→ RECORDS FOR THE TASK
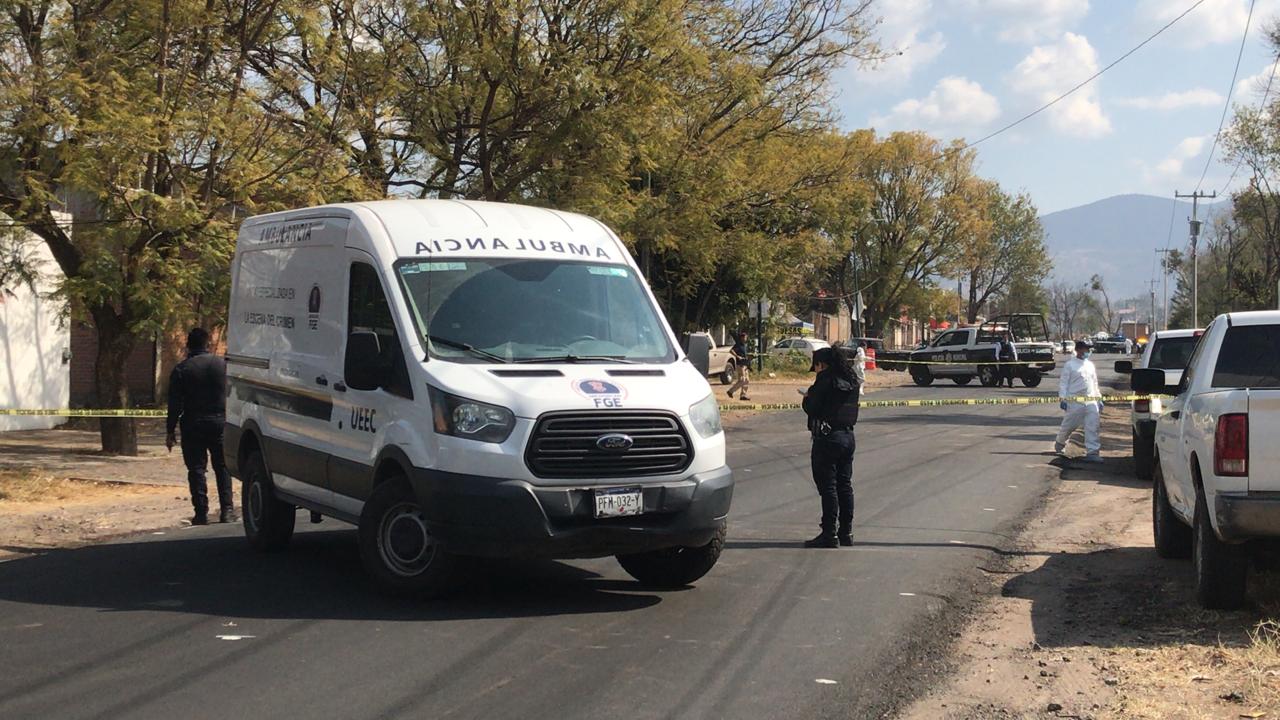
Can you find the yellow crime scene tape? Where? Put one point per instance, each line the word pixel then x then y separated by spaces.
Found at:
pixel 895 361
pixel 87 413
pixel 945 402
pixel 863 405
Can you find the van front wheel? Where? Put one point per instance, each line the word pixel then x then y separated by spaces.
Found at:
pixel 396 546
pixel 268 520
pixel 673 566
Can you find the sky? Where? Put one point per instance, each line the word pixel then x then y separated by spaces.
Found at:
pixel 969 67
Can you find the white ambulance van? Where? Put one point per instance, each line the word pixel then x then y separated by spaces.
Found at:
pixel 466 379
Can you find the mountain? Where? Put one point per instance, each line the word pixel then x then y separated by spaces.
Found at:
pixel 1116 238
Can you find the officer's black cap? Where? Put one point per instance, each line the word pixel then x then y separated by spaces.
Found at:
pixel 826 355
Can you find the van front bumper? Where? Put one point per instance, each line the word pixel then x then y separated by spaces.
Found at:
pixel 504 518
pixel 1248 515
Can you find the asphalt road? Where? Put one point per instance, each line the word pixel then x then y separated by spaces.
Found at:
pixel 192 624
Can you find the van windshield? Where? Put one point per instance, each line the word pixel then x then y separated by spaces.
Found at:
pixel 494 310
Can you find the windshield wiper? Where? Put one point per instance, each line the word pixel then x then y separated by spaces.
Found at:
pixel 466 347
pixel 577 359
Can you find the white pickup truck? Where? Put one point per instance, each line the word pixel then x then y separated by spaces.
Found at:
pixel 1216 491
pixel 1169 351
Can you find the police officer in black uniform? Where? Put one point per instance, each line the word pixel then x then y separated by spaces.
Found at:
pixel 197 401
pixel 831 405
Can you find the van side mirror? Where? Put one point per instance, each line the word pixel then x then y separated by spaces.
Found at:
pixel 1150 381
pixel 364 367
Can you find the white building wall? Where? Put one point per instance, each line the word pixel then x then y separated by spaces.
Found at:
pixel 35 346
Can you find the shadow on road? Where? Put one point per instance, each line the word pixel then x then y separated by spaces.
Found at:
pixel 319 577
pixel 1129 597
pixel 951 417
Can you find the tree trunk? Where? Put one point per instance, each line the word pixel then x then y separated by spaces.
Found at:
pixel 114 345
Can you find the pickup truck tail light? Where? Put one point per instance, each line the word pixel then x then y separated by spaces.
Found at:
pixel 1232 446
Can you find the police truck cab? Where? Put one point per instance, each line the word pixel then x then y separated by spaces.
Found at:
pixel 466 379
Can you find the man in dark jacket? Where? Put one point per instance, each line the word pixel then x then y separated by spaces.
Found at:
pixel 831 405
pixel 1008 356
pixel 197 401
pixel 743 361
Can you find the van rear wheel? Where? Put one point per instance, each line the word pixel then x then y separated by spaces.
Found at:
pixel 673 566
pixel 728 374
pixel 397 548
pixel 1220 568
pixel 268 520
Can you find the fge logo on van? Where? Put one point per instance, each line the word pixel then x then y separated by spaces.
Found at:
pixel 603 393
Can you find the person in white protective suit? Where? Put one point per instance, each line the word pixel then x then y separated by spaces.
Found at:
pixel 1079 379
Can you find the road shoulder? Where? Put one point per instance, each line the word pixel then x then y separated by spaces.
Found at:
pixel 1083 620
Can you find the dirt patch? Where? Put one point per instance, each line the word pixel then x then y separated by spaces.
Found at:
pixel 1087 621
pixel 42 511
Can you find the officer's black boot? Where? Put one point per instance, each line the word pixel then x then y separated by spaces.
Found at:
pixel 823 540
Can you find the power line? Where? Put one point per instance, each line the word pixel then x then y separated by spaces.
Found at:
pixel 1262 106
pixel 1087 81
pixel 1230 91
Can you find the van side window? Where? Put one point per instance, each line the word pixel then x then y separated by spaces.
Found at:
pixel 1189 373
pixel 368 310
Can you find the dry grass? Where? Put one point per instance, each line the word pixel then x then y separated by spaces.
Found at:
pixel 1202 682
pixel 36 487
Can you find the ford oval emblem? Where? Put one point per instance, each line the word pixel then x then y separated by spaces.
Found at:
pixel 615 442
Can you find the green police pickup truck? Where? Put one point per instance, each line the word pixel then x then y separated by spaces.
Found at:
pixel 964 354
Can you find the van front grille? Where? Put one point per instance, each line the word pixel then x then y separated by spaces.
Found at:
pixel 567 445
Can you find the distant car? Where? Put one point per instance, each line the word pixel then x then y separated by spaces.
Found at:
pixel 803 345
pixel 1169 351
pixel 871 342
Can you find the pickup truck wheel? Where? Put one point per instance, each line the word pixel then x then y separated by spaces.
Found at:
pixel 988 376
pixel 1220 568
pixel 268 520
pixel 1173 536
pixel 728 373
pixel 397 548
pixel 1143 455
pixel 673 566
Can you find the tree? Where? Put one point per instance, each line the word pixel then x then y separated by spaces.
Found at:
pixel 1006 245
pixel 1024 296
pixel 1107 314
pixel 1068 306
pixel 920 203
pixel 700 130
pixel 142 121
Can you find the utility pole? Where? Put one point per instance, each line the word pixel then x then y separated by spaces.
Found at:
pixel 1151 327
pixel 1164 278
pixel 1194 223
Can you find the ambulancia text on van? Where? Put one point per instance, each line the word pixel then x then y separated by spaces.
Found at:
pixel 466 378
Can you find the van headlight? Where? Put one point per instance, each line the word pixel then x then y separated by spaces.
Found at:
pixel 470 419
pixel 704 415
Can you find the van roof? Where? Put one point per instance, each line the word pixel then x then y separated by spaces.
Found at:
pixel 1182 332
pixel 405 218
pixel 1255 318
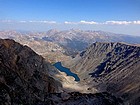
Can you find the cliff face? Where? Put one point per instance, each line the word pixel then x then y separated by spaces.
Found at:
pixel 25 80
pixel 24 77
pixel 112 67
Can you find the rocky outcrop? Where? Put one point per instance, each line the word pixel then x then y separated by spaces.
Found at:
pixel 25 80
pixel 112 67
pixel 24 77
pixel 76 98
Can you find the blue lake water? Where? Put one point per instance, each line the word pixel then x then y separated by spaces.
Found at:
pixel 59 66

→ SHORT EXERCISE
Render every line of the records above as a JSON list of strings, one string per line, with blank lines omitted. Leave the pictures out of the answer.

→ REPLY
[
  "Can you find the yellow crime scene tape? Where? Put one point per instance, each line the word pixel then x then y separated by spaces.",
  "Found at:",
  "pixel 895 361",
  "pixel 87 413",
  "pixel 945 402",
  "pixel 863 405",
  "Can you find the van front wheel? Where? Put one point per instance, each line the word pixel then x then y separated by spaces.",
  "Found at:",
  "pixel 396 546",
  "pixel 268 520",
  "pixel 673 566",
  "Can you find the sky? Where? Put one point per instance, each line the word pixel then x then y separated by spaces.",
  "Found at:",
  "pixel 969 67",
  "Can you find the white ambulance van? Where? Put one point per instance, each line the word pixel then x then y separated by spaces.",
  "Found at:",
  "pixel 466 379",
  "Can you find the mountain? Where? Put one point per instance, each line the word pixel then x then y separated by spaces.",
  "Found at:",
  "pixel 1116 238",
  "Can you find the officer's black cap? Where? Put one point per instance, each line the word pixel then x then y separated by spaces.",
  "Found at:",
  "pixel 826 355",
  "Can you find the van front bumper? Where? Put one point per instance, each line the word pixel then x then y separated by spaces.",
  "Found at:",
  "pixel 504 518",
  "pixel 1248 515",
  "Can you find the asphalt road? Where? Put one point per instance, each line the word pixel then x then y separated by spaces.",
  "Found at:",
  "pixel 192 624",
  "Can you find the van windshield? Where? Put one point per instance, each line the word pixel then x then y separated by spaces.",
  "Found at:",
  "pixel 494 310",
  "Can you find the windshield wiper? Where? Put one point per instance, each line the word pixel then x then y separated by spaces.",
  "Found at:",
  "pixel 466 347",
  "pixel 577 359",
  "Can you find the white pickup truck? Where? Put one point per instance, each line the word pixel then x then y separated by spaces.",
  "Found at:",
  "pixel 1216 491",
  "pixel 1169 351",
  "Can you find the police officer in black uniform? Where? Put one point per instance, each line the word pixel then x then y separated by spaces.",
  "Found at:",
  "pixel 197 401",
  "pixel 831 405",
  "Can you find the van side mirror? Where? Put one point per instance, each line the word pixel then x then y separated by spaces.",
  "Found at:",
  "pixel 1150 381",
  "pixel 364 367",
  "Can you find the white building wall? Where? Put one point per instance, each line the word pixel then x then y separated by spaces.",
  "Found at:",
  "pixel 35 346",
  "Can you find the shadow on road? Where? Put one point per instance, each line the word pixel then x then y separated by spaces.",
  "Found at:",
  "pixel 319 577",
  "pixel 1129 597",
  "pixel 951 417",
  "Can you find the tree trunk? Where? Put one point per instance, each line the word pixel then x then y separated by spaces.",
  "Found at:",
  "pixel 114 345",
  "Can you find the pickup truck tail light? Where? Put one point per instance, each line the word pixel then x then y separated by spaces.",
  "Found at:",
  "pixel 1232 446",
  "Can you find the police truck cab? Where? Put one point per instance, each line the word pixel then x then y separated by spaces.",
  "Found at:",
  "pixel 466 379",
  "Can you find the man in dark jacket? Where? Put one point per instance, each line the word pixel then x then y separated by spaces.",
  "Found at:",
  "pixel 831 405",
  "pixel 1008 356",
  "pixel 197 401",
  "pixel 743 361",
  "Can you find the van rear wheel? Where? Put one point per instance, each line the word pixel then x then y separated by spaces.",
  "Found at:",
  "pixel 673 566",
  "pixel 728 374",
  "pixel 397 548",
  "pixel 1220 568",
  "pixel 268 520",
  "Can you find the fge logo on van? Where? Put one point per instance, each line the word pixel then x then y separated by spaces.",
  "Found at:",
  "pixel 603 393",
  "Can you find the person in white protective suit? Where? Put one point per instance, each line the word pixel then x then y separated by spaces.",
  "Found at:",
  "pixel 1079 379",
  "Can you find the road shoulder? Where? Put one point per instance, each line the word pixel then x then y separated by spaces.",
  "Found at:",
  "pixel 1083 620",
  "Can you find the dirt patch? Where? Put one point per instance, each line the word pixel then x then y separated by spaces.",
  "Found at:",
  "pixel 1087 621",
  "pixel 42 511",
  "Can you find the officer's black boot? Where? Put one point per instance, each line the word pixel then x then y separated by spaces.",
  "Found at:",
  "pixel 823 540",
  "Can you find the power line? Where? Put one point per instance, each line the word pixel then x then y separated by spaces.",
  "Found at:",
  "pixel 1262 106",
  "pixel 1087 81",
  "pixel 1230 91",
  "Can you find the van side window? Where? Put one point per instance, each line the word pixel then x then y separated by spaces.",
  "Found at:",
  "pixel 1189 373",
  "pixel 368 310",
  "Can you find the dry grass? Where? Put one point per instance, each line the word pixel then x then y separated by spaces.",
  "Found at:",
  "pixel 1202 682",
  "pixel 36 487",
  "Can you find the ford oval emblem? Where? Put one point per instance, each line the word pixel then x then y separated by spaces.",
  "Found at:",
  "pixel 615 442",
  "Can you find the green police pickup truck? Where? Put one point per instance, each line the word pixel then x then y separated by spaces.",
  "Found at:",
  "pixel 964 354",
  "Can you find the van front grille? Where? Put one point per instance, each line the word pixel then x then y separated by spaces.",
  "Found at:",
  "pixel 567 445",
  "Can you find the distant car? Where? Put one point per instance, each line the word pixel then x then y separated by spaces.",
  "Found at:",
  "pixel 803 345",
  "pixel 1169 351",
  "pixel 871 342",
  "Can you find the pickup truck wheel? Where? Put one point per instance, each line the word pixel then x then y separated by spaces.",
  "Found at:",
  "pixel 988 376",
  "pixel 1220 568",
  "pixel 268 520",
  "pixel 1173 536",
  "pixel 728 373",
  "pixel 397 548",
  "pixel 1143 455",
  "pixel 673 566",
  "Can you find the tree? Where? Put one point per instance, each line the word pixel then x then y separated by spaces.",
  "Found at:",
  "pixel 1006 245",
  "pixel 1024 296",
  "pixel 1107 314",
  "pixel 1068 306",
  "pixel 920 203",
  "pixel 700 130",
  "pixel 142 121",
  "Can you find the utility pole? Where? Put one point per instance, each line the word pixel then x then y separated by spaces.",
  "Found at:",
  "pixel 1151 327",
  "pixel 1164 278",
  "pixel 1194 223",
  "Can you find the ambulancia text on van? Where? Put one point per instance, each line the word pixel then x then y separated by spaces.",
  "Found at:",
  "pixel 466 378",
  "Can you find the van headlight? Where? Put one point per instance, each line the word pixel then x then y separated by spaces.",
  "Found at:",
  "pixel 470 419",
  "pixel 704 415",
  "Can you find the van roof? Where? Put one point per instance, each line the word pixel then x then y separated by spaces.",
  "Found at:",
  "pixel 1182 332",
  "pixel 405 218",
  "pixel 1255 318",
  "Can you find the cliff face? Where? Put one point per instance, each line the word pixel then x then y separated by spaces.",
  "Found at:",
  "pixel 25 80",
  "pixel 24 77",
  "pixel 112 67",
  "Can you find the rocky outcrop? Where? Put one point per instance, each line the word pixel then x then y separated by spaces.",
  "Found at:",
  "pixel 25 80",
  "pixel 112 67",
  "pixel 24 77",
  "pixel 76 98",
  "Can you find the blue lake water? Where? Put one point per instance, each line the word pixel then x then y separated by spaces.",
  "Found at:",
  "pixel 59 66"
]